▶ What is needed: Identify every line in the records that contains the string "clicks", and copy each such line.

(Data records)
----------------------------------------

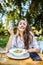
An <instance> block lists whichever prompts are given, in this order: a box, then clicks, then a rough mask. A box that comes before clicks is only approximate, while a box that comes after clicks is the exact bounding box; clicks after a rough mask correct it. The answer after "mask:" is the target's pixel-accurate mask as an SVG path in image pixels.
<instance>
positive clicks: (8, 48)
mask: <svg viewBox="0 0 43 65" xmlns="http://www.w3.org/2000/svg"><path fill="white" fill-rule="evenodd" d="M12 38H13V35H11V36H10V38H9V41H8V43H7V45H6V51H9V49H10V47H11V44H12Z"/></svg>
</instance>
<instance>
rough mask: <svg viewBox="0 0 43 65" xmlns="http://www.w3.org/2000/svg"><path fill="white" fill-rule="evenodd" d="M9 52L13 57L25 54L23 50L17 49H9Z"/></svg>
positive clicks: (24, 49) (25, 50)
mask: <svg viewBox="0 0 43 65" xmlns="http://www.w3.org/2000/svg"><path fill="white" fill-rule="evenodd" d="M9 52H10V53H12V54H13V55H15V56H22V55H23V54H25V53H27V51H26V50H25V49H19V48H16V49H11V50H10V51H9Z"/></svg>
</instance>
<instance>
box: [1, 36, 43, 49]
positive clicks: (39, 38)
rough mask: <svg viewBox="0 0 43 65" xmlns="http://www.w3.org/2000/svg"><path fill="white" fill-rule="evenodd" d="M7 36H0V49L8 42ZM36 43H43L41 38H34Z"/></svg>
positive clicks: (8, 36) (7, 36) (41, 38)
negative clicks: (35, 41)
mask: <svg viewBox="0 0 43 65" xmlns="http://www.w3.org/2000/svg"><path fill="white" fill-rule="evenodd" d="M8 39H9V36H0V47H2V48H4V47H5V46H6V44H7V42H8ZM36 40H37V41H39V40H40V41H43V38H38V37H37V38H36Z"/></svg>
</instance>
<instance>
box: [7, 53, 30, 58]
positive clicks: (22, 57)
mask: <svg viewBox="0 0 43 65" xmlns="http://www.w3.org/2000/svg"><path fill="white" fill-rule="evenodd" d="M7 56H8V57H9V58H11V59H26V58H29V56H30V55H29V53H25V54H23V55H22V56H15V55H13V54H12V53H10V52H9V53H7Z"/></svg>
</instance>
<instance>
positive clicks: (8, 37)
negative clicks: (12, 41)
mask: <svg viewBox="0 0 43 65" xmlns="http://www.w3.org/2000/svg"><path fill="white" fill-rule="evenodd" d="M8 39H9V37H8V36H0V47H2V48H4V47H5V46H6V44H7V42H8Z"/></svg>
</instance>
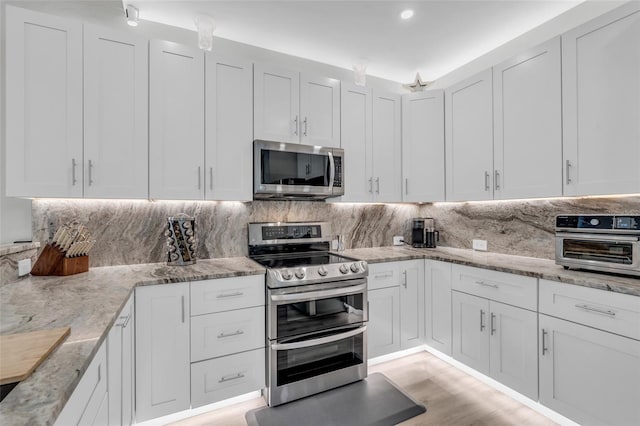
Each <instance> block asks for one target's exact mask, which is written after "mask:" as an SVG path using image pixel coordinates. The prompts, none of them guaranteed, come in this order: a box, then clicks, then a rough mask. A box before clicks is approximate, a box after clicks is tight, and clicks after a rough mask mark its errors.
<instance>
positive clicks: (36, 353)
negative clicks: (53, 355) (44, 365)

----------------------------------------

▶ Result below:
An <instance> block lists whichever prompts are given, in this order: a box, then clicks, then a rough mask. A box that comes before clicks is only approximate, while a box that comes after clicks is the exact bounding box; clicks after a rough mask correct it. The answer after "mask:" is the target's pixel-accurate mask as an SVG path in image pixels.
positive clicks: (8, 48)
positive clicks: (24, 49) (25, 50)
positive clicks: (39, 38)
positive clicks: (8, 36) (7, 36) (41, 38)
negative clicks: (35, 41)
positive clicks: (22, 57)
positive clicks: (8, 37)
negative clicks: (12, 41)
Each <instance> block asks for one target's exact mask, which is written after "mask:" as an SVG path using image pixel coordinates. The prompts, none of them guaranteed, come in this order: a box, then clicks, then a rough mask. A box before clicks is approximate, a box after clicks is tight, and clicks after a rough mask mark its errors.
positive clicks: (36, 353)
negative clicks: (53, 355) (44, 365)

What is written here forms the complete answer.